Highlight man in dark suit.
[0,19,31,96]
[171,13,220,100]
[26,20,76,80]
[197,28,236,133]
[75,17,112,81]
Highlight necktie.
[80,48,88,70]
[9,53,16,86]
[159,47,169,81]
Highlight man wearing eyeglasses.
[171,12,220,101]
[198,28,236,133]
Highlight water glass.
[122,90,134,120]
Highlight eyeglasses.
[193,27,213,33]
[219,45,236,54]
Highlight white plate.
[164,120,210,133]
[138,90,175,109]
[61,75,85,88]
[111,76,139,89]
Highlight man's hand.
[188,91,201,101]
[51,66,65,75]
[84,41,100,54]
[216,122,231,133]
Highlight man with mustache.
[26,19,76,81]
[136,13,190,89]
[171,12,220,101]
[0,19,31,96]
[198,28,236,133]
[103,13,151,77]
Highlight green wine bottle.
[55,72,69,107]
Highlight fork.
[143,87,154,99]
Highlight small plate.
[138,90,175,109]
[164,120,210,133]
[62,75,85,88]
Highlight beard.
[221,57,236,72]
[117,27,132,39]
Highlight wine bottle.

####################

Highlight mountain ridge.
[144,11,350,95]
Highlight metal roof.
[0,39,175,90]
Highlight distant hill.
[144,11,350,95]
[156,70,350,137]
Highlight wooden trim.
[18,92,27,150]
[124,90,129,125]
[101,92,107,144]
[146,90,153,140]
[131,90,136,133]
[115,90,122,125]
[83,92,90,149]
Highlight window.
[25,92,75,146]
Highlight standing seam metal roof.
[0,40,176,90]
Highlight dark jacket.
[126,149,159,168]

####################

■ **WHAT THE TASK REQUIRES**
Reproduce the entries above word for word, from the line with "Highlight standing seam metal roof." up to and including the line with "[126,149,159,168]".

■ **TASK RESULT**
Highlight standing seam metal roof.
[0,40,176,90]
Highlight dark jacket.
[126,149,159,168]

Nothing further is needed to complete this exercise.